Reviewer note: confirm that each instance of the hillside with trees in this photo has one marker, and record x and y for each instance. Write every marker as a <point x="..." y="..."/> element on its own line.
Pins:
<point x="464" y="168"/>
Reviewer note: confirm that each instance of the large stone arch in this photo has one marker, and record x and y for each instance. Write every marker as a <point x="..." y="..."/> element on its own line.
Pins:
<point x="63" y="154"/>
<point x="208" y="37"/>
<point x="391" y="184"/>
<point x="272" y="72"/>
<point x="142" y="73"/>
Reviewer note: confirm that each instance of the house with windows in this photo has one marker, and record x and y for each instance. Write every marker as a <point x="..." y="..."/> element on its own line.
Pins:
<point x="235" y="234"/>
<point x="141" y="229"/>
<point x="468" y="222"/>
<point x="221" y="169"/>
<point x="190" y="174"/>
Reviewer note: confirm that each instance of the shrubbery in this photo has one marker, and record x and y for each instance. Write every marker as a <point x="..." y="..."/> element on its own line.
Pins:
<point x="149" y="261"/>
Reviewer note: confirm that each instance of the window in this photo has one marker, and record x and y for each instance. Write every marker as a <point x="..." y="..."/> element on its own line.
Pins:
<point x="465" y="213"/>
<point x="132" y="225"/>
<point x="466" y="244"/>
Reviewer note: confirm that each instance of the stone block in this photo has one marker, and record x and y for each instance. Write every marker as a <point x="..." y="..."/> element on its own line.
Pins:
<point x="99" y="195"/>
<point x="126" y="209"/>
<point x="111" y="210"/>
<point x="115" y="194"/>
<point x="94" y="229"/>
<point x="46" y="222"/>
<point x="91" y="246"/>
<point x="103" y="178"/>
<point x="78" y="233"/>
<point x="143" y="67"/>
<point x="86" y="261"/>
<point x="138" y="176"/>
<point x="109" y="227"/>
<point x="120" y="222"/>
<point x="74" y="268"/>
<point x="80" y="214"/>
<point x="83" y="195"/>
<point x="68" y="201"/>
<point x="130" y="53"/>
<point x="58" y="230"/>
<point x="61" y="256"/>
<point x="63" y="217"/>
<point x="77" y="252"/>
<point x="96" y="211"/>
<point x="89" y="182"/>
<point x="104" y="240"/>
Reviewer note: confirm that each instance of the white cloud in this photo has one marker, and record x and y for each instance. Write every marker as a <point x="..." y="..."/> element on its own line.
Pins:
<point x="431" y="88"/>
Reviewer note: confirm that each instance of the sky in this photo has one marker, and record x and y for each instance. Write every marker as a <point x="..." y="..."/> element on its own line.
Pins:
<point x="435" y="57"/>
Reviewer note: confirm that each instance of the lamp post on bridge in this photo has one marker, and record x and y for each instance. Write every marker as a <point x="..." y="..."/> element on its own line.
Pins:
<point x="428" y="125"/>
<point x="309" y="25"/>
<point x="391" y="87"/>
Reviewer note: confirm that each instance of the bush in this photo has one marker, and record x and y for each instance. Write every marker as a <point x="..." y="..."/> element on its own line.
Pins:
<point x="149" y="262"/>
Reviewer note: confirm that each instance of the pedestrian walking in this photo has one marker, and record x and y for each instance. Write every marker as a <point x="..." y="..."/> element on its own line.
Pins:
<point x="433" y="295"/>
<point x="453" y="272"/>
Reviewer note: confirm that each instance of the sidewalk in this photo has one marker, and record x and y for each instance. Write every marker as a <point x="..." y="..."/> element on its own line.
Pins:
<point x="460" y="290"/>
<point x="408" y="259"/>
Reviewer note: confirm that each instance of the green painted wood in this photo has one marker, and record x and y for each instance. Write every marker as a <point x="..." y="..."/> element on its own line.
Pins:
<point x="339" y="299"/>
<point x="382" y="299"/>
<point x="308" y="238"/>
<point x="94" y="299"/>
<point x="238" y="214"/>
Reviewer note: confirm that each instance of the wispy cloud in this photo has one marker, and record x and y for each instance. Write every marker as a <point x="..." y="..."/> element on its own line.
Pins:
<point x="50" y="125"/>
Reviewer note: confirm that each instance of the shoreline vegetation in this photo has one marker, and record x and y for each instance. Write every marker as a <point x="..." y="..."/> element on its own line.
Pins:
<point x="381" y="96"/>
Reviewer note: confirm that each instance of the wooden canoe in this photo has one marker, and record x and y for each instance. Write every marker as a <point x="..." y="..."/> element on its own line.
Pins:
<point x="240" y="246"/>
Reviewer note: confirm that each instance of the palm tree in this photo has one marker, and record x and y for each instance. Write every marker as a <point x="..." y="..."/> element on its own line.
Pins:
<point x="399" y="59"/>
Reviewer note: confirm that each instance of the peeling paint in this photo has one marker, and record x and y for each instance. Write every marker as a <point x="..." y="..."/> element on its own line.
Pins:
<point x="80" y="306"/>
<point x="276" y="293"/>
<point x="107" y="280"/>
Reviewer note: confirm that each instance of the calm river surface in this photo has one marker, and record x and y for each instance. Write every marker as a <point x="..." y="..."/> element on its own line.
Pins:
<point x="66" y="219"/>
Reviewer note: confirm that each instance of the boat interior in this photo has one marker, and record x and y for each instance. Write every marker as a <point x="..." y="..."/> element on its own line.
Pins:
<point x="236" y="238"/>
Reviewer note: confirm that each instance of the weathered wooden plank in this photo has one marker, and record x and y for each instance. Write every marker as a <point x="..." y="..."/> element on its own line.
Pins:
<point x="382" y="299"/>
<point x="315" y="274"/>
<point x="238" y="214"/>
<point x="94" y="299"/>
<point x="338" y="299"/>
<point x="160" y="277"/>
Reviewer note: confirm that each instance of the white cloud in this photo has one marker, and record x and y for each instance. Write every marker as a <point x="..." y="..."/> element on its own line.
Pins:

- **ACTIVITY**: Looking at each line of the material above, tally those that hold the string "stone" and give only the total.

- **PROBLEM SOLUTION**: 2